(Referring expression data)
--------

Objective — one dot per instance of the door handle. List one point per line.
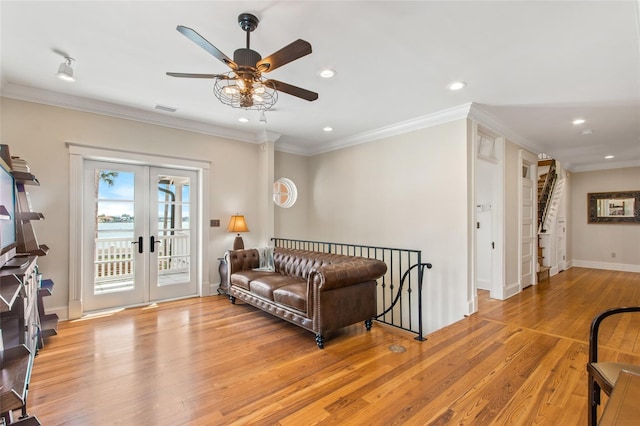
(139, 243)
(153, 244)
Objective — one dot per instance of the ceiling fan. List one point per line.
(244, 86)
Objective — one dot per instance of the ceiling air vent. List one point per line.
(165, 108)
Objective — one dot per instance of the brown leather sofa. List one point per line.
(320, 292)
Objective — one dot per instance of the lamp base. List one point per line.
(238, 244)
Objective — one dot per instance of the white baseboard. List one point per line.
(511, 290)
(623, 267)
(61, 311)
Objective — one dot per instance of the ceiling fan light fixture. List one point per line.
(65, 72)
(231, 90)
(258, 94)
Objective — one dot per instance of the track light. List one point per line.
(65, 72)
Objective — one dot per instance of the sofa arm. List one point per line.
(241, 260)
(338, 275)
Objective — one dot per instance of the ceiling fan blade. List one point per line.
(293, 90)
(289, 53)
(190, 75)
(202, 42)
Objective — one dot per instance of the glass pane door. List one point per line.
(140, 228)
(114, 223)
(173, 233)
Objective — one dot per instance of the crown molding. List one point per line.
(437, 118)
(606, 165)
(486, 119)
(31, 94)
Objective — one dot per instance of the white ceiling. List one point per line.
(531, 68)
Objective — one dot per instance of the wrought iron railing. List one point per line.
(398, 306)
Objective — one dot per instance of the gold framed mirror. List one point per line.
(613, 207)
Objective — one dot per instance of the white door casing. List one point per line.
(79, 154)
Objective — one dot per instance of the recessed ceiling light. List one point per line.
(456, 85)
(327, 73)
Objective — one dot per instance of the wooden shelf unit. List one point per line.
(21, 309)
(18, 337)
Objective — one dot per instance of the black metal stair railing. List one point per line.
(398, 306)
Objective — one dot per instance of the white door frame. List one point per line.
(78, 154)
(493, 154)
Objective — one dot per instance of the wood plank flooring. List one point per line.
(207, 362)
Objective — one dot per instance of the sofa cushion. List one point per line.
(292, 295)
(264, 286)
(243, 278)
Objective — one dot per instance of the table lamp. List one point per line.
(237, 224)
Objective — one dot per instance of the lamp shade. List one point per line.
(237, 224)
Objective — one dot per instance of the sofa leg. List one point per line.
(320, 341)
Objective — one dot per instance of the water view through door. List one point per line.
(140, 222)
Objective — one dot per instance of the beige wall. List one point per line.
(38, 133)
(592, 244)
(408, 191)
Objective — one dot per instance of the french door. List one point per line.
(140, 223)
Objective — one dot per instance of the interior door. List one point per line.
(172, 239)
(137, 224)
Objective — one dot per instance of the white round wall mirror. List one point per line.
(285, 193)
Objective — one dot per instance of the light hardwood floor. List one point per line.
(207, 362)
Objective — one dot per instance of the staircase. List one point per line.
(547, 209)
(546, 183)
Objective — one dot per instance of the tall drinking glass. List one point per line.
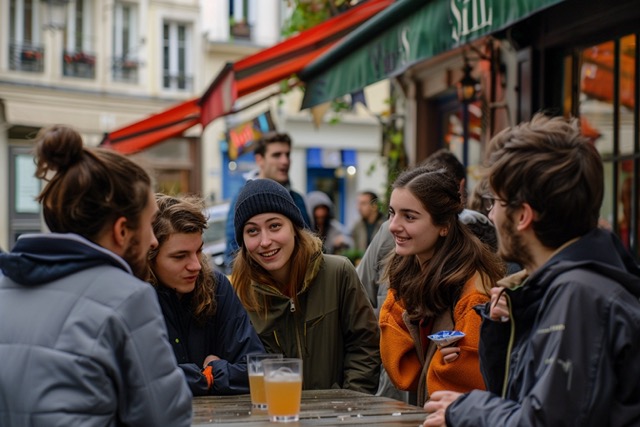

--------

What is needed »
All of the entries above should be copied exactly, except for the pictures.

Task response »
Objective — one dot per instance of the door handle. List one point per line.
(139, 243)
(153, 244)
Objective — one dot per instance of the ceiling fan. List one point per line.
(244, 86)
Objective — one dot per instance of the ceiling air vent. List one point per line.
(165, 108)
Objective — one dot per instance of the brown leather sofa. List one point per line.
(320, 292)
Objective — one dot per instance of the lamp base. List one point per line.
(238, 244)
Objective — one dot per instance of the white baseboard. List one point per line.
(511, 290)
(623, 267)
(61, 311)
Objective — one dot per instance of the ceiling fan light fixture. List one point per line.
(65, 72)
(231, 90)
(258, 94)
Objective — one dot per instance of the track light. List one point per line.
(65, 72)
Objective — one dot per instance of the sofa arm. List one point per line.
(241, 260)
(338, 275)
Objective — one dot per instance of the ceiling fan blade. List one point per line.
(293, 90)
(289, 53)
(190, 75)
(202, 42)
Objective — one dot per instance of the glass pane door. List one point per line.
(140, 228)
(114, 223)
(173, 233)
Objective — one dot per instance of the crown molding. List one point per line.
(437, 118)
(606, 165)
(486, 119)
(31, 94)
Objective — one dot per instance of the white ceiling. List one point per line.
(531, 68)
Objective — one dot per instance of the wrought iron railing. List one point per line.
(398, 306)
Objective — one dot per instance of the gold framed mirror. List one point per line.
(613, 207)
Objective — one dot per instance of the white door casing. List one point per line.
(79, 154)
Objective — one dot per instance of the recessed ceiling light. List one point per line.
(456, 85)
(327, 73)
Objective — one dot per instance of the wooden shelf unit. List one point per line.
(21, 309)
(18, 337)
Objective — one dot per instance of the black metal stair railing. List one point per line.
(398, 306)
Objective — one dot per instance of the white door frame. List one point per line.
(78, 154)
(493, 154)
Objective — one dot per instance of the wood plank flooring. List one point per line.
(207, 362)
Objective — one dot per instance of the sofa cushion. List one point per line.
(292, 295)
(264, 286)
(243, 278)
Objective — one dot per instance of the table lamp. List one point per line.
(237, 224)
Objective — one dot per instance of the lamp shade. List one point per line.
(237, 224)
Objective — one dot per instance of the sofa leg. List one point per line.
(320, 341)
Objective — one dot per instance of the water view through door. List one point per line.
(140, 222)
Objective — one dot per instance of the beige wall. List one point per line.
(38, 133)
(592, 244)
(408, 191)
Objective — one dot per instance of the french door. List one point per line.
(140, 223)
Objective — one dot per instance of the interior door. List one point per line.
(172, 239)
(137, 224)
Objective — one dot per instance of the white round wall mirror. List one point per line.
(285, 193)
Objective — one dot per instance of the light hardwood floor. List one point per line.
(207, 362)
Objective — one dot per instance of the staircase. List one point per line.
(547, 209)
(546, 183)
Objective — one dot per instance of the tall drinking glass. List one point per line.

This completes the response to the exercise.